── Supplied records

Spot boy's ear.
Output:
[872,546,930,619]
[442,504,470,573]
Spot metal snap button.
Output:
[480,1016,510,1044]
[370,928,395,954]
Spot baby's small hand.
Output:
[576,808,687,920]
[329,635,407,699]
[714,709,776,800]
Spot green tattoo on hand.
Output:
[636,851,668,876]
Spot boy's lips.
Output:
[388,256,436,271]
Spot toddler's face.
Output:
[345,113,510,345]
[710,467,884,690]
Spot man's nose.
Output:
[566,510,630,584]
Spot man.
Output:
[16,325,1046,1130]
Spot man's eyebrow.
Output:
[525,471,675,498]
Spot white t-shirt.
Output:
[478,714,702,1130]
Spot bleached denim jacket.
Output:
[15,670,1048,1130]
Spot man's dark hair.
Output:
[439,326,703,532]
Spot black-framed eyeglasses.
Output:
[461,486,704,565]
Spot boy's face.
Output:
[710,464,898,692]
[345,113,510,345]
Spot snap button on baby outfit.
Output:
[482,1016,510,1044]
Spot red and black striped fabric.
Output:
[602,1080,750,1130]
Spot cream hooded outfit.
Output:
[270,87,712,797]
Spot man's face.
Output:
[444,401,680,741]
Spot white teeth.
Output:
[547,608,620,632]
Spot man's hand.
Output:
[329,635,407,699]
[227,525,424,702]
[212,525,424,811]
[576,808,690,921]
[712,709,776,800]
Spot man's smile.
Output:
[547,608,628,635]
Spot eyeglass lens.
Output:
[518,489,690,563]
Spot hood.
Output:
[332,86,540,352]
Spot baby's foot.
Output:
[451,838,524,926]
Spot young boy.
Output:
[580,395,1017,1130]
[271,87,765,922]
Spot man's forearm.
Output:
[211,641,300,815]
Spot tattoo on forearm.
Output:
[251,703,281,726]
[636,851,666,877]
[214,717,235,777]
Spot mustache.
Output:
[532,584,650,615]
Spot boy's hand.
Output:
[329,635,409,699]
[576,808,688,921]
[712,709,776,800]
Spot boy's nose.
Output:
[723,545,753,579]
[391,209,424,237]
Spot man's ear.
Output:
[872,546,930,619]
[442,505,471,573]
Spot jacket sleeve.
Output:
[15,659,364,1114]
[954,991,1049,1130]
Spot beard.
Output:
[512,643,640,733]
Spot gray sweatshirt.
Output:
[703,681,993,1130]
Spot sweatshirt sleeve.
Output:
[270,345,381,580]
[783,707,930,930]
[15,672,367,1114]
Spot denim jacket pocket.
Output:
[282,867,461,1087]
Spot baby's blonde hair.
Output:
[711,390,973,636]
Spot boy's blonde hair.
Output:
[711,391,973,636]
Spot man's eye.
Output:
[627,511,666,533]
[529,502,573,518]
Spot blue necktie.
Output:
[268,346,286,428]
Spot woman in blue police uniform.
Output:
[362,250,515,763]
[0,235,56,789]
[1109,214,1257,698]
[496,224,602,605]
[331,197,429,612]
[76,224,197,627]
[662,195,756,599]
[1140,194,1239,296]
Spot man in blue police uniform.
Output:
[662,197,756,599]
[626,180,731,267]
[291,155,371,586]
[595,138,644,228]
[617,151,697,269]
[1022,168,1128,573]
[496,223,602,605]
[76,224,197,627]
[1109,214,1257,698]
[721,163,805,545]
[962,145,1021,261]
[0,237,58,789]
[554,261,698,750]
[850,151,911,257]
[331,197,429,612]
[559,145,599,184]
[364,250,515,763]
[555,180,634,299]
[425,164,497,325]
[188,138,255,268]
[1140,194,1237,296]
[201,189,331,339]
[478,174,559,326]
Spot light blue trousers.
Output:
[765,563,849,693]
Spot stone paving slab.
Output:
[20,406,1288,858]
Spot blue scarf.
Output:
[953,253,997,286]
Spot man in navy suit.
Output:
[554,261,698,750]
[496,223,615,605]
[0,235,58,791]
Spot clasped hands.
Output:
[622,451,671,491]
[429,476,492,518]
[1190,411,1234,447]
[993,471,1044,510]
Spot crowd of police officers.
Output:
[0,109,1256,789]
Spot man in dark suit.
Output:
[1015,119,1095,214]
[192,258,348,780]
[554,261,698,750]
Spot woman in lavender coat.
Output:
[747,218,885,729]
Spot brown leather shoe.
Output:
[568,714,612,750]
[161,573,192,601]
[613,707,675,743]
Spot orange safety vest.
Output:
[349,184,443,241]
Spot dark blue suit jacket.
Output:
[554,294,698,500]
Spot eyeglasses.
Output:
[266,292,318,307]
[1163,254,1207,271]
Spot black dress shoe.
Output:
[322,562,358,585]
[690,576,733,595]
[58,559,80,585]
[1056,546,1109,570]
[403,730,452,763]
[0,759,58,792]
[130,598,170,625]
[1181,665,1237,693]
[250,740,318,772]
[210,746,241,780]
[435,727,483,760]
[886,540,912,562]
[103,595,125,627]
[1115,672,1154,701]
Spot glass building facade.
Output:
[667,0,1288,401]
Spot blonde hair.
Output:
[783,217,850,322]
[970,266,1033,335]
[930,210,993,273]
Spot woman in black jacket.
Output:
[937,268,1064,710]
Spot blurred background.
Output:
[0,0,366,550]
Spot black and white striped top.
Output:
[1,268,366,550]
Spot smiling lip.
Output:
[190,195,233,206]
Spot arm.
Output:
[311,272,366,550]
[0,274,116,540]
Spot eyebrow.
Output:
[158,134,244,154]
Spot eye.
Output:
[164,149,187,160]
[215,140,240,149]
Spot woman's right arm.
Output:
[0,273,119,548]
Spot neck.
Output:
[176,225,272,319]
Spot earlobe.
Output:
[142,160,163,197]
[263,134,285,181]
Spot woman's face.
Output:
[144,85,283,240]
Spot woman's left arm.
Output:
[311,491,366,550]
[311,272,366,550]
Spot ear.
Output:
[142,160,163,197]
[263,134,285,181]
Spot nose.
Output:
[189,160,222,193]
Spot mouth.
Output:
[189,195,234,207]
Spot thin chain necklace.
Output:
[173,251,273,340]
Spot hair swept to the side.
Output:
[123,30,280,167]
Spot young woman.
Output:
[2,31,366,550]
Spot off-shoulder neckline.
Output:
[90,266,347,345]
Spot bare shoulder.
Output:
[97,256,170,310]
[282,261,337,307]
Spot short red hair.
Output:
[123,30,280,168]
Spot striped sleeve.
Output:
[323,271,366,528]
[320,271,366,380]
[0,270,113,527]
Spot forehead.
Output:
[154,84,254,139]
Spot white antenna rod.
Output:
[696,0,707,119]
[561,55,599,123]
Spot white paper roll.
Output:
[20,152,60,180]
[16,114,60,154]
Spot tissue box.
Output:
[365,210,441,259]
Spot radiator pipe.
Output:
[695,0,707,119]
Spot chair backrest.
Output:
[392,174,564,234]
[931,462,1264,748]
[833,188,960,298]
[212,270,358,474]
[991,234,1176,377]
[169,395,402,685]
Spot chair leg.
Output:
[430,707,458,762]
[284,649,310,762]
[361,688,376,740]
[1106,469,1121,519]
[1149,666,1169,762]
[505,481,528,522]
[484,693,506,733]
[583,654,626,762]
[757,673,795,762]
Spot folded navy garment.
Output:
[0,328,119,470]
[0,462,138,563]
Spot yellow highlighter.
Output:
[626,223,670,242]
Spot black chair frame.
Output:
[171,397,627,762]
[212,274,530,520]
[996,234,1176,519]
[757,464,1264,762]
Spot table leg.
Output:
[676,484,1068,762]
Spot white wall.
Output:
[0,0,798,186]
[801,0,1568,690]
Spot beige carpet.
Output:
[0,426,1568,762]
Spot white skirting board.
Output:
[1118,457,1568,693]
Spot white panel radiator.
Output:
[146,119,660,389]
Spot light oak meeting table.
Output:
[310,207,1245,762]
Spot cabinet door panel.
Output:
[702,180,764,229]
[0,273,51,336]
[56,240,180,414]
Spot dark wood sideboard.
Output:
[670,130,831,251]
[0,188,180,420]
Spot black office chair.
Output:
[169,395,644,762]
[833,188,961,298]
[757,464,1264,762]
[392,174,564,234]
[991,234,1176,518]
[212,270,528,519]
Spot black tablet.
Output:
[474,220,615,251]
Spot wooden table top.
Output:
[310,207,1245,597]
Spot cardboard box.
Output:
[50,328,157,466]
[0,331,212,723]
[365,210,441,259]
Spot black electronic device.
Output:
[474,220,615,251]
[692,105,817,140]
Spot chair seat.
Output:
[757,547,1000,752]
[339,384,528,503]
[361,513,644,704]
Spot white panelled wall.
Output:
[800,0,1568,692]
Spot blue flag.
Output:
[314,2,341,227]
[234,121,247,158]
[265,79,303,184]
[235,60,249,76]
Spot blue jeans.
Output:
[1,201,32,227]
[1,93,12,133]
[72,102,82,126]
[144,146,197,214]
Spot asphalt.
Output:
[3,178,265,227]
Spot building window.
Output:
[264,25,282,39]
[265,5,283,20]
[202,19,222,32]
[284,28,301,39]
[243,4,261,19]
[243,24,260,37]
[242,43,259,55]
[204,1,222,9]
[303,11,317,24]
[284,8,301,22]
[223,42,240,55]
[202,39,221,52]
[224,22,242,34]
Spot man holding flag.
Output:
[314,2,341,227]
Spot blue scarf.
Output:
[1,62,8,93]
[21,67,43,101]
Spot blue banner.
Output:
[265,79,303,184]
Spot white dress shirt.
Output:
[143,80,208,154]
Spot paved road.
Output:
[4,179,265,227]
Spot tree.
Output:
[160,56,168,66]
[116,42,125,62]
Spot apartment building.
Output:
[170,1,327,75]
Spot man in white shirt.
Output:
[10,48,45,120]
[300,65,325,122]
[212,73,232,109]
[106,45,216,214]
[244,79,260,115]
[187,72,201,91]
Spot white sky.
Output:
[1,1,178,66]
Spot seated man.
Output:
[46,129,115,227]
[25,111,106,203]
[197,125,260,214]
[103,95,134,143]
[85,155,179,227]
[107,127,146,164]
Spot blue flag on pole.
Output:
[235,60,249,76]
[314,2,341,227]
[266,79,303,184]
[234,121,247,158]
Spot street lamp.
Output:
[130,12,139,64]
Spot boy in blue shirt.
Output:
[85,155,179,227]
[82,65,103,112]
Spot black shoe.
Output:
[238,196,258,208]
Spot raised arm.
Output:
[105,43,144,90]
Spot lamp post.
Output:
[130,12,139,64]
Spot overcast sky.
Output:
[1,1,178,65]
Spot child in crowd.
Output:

────

Copy the items from the line containing "Spot blue jeans." down to the line containing "[107,127,146,164]", swapping "blue" for "navy" and leaving everything else unchanged.

Spot navy jeans.
Output:
[1,201,32,227]
[1,93,12,133]
[72,102,82,126]
[144,146,197,214]
Spot asphalt.
Output:
[3,178,265,227]
Spot building window.
Output:
[264,25,282,39]
[265,5,283,20]
[202,19,222,32]
[284,28,301,39]
[243,4,261,19]
[243,24,260,37]
[242,43,259,55]
[204,1,222,9]
[303,11,317,24]
[284,8,301,22]
[223,42,240,55]
[202,39,221,52]
[224,22,242,34]
Spot man holding flag.
Output:
[314,2,341,227]
Spot navy scarf.
Output:
[1,62,8,93]
[21,67,43,101]
Spot navy banner.
Output:
[265,79,303,184]
Spot white dress shirt.
Output:
[143,80,208,154]
Spot paved road.
Output:
[4,179,265,227]
Spot tree.
Output:
[160,56,168,66]
[116,42,125,62]
Spot apartment building.
Output:
[170,1,327,75]
Spot man in white shirt.
Output:
[10,48,45,120]
[300,65,325,122]
[212,73,232,109]
[106,45,216,214]
[244,79,260,115]
[187,72,201,91]
Spot white sky.
Output:
[1,1,178,66]
Spot seated man.
Output:
[46,129,115,227]
[25,111,106,203]
[197,125,260,214]
[103,95,134,143]
[85,155,179,227]
[107,127,146,164]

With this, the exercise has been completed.